* [Texto para analizar]:
***

Esta área protegida es una zona de belleza extraordinaria y presenta una gran diversidad biológica al ser el sitio de “veraneo” de las ballenas jorobadas. En las islas Inés y Cayetana hay montañas de granito gigantes que seguramente fueron parte de los Andes cuando inició su formación y glaciares de un azul imposible. Cerca está la isla Carlos III, que tiene buenas opciones de ecoturismo, además de la famosa isla Rupert. Para llegar hasta ahí, el equipo científico y de apoyo en el muestreo del CEQUA, abordó dos barquitos: el equipo CEQUA, más joven y aguerrido subió al Arturo II, un barco pesquero de centollas; y nosotros, los académicos internacionales, junto con dos estudiantes, Manuel y Constanza (alumna de licenciatura experta en lobos marinos), viajamos un poco más consentidos en el barco Maripaz II, más adaptado al turismo, pero de igual de tamaño, aunque más pesado y por lo tanto más lento. La diferencia fundamental entre los barcos era que Maripaz II tenía el baño dentro de la cabina, mientras que en Arturo II el baño estaba afuera, por lo que había que salir a una aventura nocturna de viento helado, marea y lluvia para llegar, casi heroicamente y helada a usar el baño. Yo dije: “no gracias, soy aventurera pero no tanto”.
En esa expedición de ocho días también tomamos muestras de lobos marinos bebés, que son lo más adorable del mundo, aunque también muerden. Por suerte Constanza sabía cómo manipularlos. Además de sargazos y muchas munidas, el buzo del equipo, capitán del Arturo II, atrapó las 15 centollas requeridas, que frotamos con tórulas antes de devolverlas al mar. En este recorrido no muestreamos pingüinos, ni sardinas, pero había ocho ballenas en el seno y Jorge Acevedo, experto en obtener las biopsias, consiguió tres, aprovechando los pocos momentos en que el viento no fue tan agresivo. También establecimos dónde poner las boyas oceanográficas y las estaciones climáticas que son fundamentales para el proyecto.

***

* [Registros de datos]:

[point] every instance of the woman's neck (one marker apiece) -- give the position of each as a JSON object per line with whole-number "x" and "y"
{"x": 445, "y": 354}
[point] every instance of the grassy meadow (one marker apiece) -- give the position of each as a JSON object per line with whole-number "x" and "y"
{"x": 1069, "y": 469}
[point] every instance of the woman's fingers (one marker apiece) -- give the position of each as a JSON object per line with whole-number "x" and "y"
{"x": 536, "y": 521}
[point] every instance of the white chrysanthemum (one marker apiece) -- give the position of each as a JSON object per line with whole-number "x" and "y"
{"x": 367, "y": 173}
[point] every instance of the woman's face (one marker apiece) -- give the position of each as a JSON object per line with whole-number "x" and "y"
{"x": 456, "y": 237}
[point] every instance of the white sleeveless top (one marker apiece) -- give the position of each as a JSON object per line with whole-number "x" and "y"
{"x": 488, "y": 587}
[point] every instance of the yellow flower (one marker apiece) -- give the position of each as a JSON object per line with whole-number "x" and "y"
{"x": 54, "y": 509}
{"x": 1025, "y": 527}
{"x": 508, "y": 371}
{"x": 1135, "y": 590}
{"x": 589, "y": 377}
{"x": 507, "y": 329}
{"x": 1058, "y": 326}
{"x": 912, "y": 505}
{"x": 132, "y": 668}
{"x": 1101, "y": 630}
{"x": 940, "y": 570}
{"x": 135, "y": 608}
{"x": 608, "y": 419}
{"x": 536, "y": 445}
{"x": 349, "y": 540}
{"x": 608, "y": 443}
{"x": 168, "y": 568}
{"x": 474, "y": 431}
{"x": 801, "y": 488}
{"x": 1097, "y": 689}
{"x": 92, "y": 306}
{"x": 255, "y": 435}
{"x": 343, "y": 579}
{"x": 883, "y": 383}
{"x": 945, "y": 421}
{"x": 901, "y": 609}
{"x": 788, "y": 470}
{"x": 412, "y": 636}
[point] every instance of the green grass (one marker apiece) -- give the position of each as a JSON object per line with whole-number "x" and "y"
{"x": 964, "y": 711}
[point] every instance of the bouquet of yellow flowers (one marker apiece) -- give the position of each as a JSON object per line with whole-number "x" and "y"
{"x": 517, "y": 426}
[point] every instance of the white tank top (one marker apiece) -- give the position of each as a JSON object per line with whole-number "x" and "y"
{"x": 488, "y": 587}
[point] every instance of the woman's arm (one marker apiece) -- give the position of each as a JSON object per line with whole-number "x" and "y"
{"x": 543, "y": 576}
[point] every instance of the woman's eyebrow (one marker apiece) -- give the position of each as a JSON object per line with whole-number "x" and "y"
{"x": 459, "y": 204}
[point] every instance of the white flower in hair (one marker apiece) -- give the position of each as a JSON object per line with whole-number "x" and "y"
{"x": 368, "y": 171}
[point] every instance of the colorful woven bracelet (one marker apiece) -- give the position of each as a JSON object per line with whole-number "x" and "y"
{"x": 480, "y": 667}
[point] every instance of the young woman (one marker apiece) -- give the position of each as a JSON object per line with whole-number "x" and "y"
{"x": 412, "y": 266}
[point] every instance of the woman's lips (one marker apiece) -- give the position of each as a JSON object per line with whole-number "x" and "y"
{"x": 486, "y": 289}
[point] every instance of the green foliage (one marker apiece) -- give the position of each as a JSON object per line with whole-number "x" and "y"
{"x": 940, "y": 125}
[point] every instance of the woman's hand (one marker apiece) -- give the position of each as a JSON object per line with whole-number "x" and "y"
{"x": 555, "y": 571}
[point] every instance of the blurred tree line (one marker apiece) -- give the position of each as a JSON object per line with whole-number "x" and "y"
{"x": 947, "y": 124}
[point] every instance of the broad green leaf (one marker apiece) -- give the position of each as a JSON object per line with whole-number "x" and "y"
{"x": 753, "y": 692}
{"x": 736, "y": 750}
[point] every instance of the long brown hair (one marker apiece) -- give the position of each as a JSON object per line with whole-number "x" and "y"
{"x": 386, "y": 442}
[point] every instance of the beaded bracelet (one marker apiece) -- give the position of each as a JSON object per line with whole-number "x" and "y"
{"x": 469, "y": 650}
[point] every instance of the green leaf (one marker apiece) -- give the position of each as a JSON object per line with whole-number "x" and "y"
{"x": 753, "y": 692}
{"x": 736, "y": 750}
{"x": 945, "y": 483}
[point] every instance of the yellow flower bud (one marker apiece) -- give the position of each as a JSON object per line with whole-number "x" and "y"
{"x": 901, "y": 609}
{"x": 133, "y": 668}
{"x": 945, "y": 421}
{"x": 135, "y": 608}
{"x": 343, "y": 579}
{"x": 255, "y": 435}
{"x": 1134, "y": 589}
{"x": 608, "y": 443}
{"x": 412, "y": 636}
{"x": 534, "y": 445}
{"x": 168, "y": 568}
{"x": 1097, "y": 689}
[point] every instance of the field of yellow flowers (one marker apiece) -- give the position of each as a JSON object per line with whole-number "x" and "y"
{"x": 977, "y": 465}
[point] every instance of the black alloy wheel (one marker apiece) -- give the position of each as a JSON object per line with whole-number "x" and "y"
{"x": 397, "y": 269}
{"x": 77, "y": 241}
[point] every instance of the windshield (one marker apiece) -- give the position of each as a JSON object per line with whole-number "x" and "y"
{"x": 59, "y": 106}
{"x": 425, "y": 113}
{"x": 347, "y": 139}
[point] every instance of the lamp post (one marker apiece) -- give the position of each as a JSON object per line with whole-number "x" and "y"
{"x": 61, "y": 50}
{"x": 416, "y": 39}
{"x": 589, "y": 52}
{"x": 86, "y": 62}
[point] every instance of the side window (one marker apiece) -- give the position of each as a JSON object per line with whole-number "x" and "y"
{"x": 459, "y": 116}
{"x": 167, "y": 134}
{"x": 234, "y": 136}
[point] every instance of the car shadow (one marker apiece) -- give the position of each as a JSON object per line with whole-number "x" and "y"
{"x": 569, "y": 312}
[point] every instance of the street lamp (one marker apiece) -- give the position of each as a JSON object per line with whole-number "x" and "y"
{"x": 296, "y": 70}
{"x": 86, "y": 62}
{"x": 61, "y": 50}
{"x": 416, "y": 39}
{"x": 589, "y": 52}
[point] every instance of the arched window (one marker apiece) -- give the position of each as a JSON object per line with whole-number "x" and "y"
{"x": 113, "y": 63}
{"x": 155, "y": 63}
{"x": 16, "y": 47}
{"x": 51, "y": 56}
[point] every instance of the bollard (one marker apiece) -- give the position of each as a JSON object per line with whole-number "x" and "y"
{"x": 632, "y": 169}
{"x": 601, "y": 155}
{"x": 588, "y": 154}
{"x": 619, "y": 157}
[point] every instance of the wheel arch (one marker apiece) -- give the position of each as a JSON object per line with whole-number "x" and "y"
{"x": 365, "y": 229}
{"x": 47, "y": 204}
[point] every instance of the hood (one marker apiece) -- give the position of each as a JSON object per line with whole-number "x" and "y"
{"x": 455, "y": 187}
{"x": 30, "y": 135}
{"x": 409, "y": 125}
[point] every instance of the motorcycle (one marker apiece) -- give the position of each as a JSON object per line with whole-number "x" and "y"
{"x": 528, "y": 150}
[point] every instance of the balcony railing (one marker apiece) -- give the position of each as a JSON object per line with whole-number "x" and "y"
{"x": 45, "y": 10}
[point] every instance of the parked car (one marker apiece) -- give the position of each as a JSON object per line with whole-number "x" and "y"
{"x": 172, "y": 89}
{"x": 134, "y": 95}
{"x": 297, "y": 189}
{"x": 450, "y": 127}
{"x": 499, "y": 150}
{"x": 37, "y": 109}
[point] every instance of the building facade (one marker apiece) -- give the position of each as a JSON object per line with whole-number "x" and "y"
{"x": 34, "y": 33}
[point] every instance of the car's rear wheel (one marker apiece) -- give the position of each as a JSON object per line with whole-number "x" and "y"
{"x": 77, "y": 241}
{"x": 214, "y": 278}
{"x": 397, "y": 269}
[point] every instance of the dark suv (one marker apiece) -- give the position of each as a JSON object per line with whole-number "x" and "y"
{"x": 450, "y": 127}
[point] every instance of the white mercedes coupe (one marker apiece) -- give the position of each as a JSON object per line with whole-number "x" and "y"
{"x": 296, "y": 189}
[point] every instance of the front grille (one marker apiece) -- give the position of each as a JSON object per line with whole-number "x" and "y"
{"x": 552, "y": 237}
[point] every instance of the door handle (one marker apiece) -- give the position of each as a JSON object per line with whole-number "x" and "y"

***

* [Qué hacer]: Escribe la continuación del relato sobre la expedición de muestreo en el área protegida, empezando justo después de su última oración.

* [La respuesta]:
Lo malo de esta segunda expedición no fue perder el muestreo de pingüinos, sino que la tripulación tenía COVID y contagió a seis de los ocho pasajeros del barco, yo incluida. Ahí aprendí la cuarta lección, que todo es fluctuante y los planes cambian, así que tuvimos que aislarnos y no pudimos subir al tercer barco, rumbo a la isla Contramaestre, en busca de pingüinos que coexisten con conejos invasores. Pero el equipo CEQUA y Manuel (mi alumno de doctorado), que milagrosamente no se contagió, sí fueron a la isla y lograron obtener las muestras. En aislamiento nos quedamos Luis, mi esposo; Eria Rebollar, experta en el microbioma de la piel y yo. Aprovechamos el tiempo para descansar, algo que nos hacía mucha falta y por fortuna nos liberaron de la cuarentena justo a tiempo para regresar a México.
Así terminó la aventura, la próxima vez, en enero 2023, llevaremos a todos los investigadores y alumnos, esperamos para entonces ya tener los datos moleculares del primer año. Este será un proyecto de largo plazo que nos dará información muy valiosa sobre el efecto del cambio climático en esta zona del mundo y sobre la posibilidad de adaptación que tienen los seres vivos de esta zona.